*DOCUMENT SECTION*
This blog series will follow the development of TCGs new Veterans & Theatre Institute. It will investigate the role play writing and technical theatre might offer as modes of interface between theatres and military/veteran communities, with the ultimate impact of increasing participation in theatre, within these communities.

In the military a “SitRep,” or a Situation Report, is “a periodic report of the current military situation.” The Marine Corps, my own branch, defines SitRep as “the unit Commander's certification of a unit's operational situation to include operational status of forces, manning, intelligence, logistics, and communications. The SITREP is the Commander's primary means of official communication with the unit's higher operational/administrative headquarters and Commandant of the Marine Corps (CMC).”

In the context of this blog series, SitRep is a periodic report of the current state of the Veterans and Theatre Institute (VTI) and this first SitRep will layout the history, thesis, and goals of VTI.

Back in 2014, I had a conversation with Paula Vogel about facilitating writing workshops for military veterans. It was the end of her famous “boot-camp” series, which she facilitated with The Wilma Theater, Artistic Director Blanka Zizka, Literary Manager Walter Bilderback, and TCG’s Blue Star Theatre program. It was also during the development of Paula’s play Don Juan Comes Home From Iraq.

After a year of writing together, our vet playwriting group would be breaking up. Bryon was headed back to New Orleans; Jake, Susie, and I would head back to New York; while Jenny, Madison, Michael, and Kevin were heading home to different parts in Pennsylvania. Steve was headed overseas again on another deployment. And Paula was headed back to Rhode Island. It was then that Paula mentioned to me her desire to continue bringing veterans together “in beautiful places” to write.

I thought about our conversation for a long while, thinking through different solutions…knowing that a need exists for this sort of thing. My own writing origin story had begun in a similar classroom at New York University in the Creative Writing Program’s “Veterans Writing Workshop,” a few years before I met Paula. NYU’s classroom was filled with veterans fresh from Iraq and Afghanistan. Back then, we were all, for the most part new to writing, but shared a need to tell stories about what we knew, mostly in fiction, memoir, and poetry. Out of NYU’s workshop, a community of writers developed, writers who have gone onto write some of the most noteworthy books related to our most recent wars.

The workshops constitute a space in which veterans will be offered the opportunity to learn new skills or adapt their existing skillsets to the work of the theatre. 

Flash forward one year and a half after my conversation with Paula, TCG’s Executive Director Teresa Eyring phoned me about working on a project together. Teresa’s timing was impeccable, and as we spoke on the phone that morning, the scaffolding for what would become the Veterans and Theatre Institute (VTI) began to take shape. 

What we came up with was an innovative spin on Paula’s original idea. As the TCG team (Teresa Eyring, Laurie Baskin, Meredith Suttles, Allison Whitehall, and Allissa Moore) and I brainstormed, we came to the idea of collaborating with TCG member Blue Star Theatres, universities, colleges and veterans service organizations to offer free workshops on playwriting, acting, directing, and technical theatre to veterans in their local communities.

*PROVIDED DATA*
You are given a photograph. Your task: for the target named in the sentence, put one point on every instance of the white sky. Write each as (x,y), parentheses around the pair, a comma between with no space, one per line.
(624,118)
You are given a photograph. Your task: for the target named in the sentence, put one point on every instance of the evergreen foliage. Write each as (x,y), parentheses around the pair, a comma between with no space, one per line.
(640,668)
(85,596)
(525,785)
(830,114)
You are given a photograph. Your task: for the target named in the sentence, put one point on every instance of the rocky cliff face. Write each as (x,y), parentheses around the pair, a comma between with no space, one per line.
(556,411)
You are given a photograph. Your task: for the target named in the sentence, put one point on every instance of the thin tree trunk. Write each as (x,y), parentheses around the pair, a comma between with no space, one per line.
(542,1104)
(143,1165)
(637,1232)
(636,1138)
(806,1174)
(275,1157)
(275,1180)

*WRITTEN INSTRUCTION*
Reproduce the passage of the Veterans and Theatre Institute post above that begins with the words "Flash forward one" and ends with "their local communities.".

*COMPLETED EXERCISE*
Flash forward one year and a half after my conversation with Paula, TCG’s Executive Director Teresa Eyring phoned me about working on a project together. Teresa’s timing was impeccable, and as we spoke on the phone that morning, the scaffolding for what would become the Veterans and Theatre Institute (VTI) began to take shape. 

What we came up with was an innovative spin on Paula’s original idea. As the TCG team (Teresa Eyring, Laurie Baskin, Meredith Suttles, Allison Whitehall, and Allissa Moore) and I brainstormed, we came to the idea of collaborating with TCG member Blue Star Theatres, universities, colleges and veterans service organizations to offer free workshops on playwriting, acting, directing, and technical theatre to veterans in their local communities.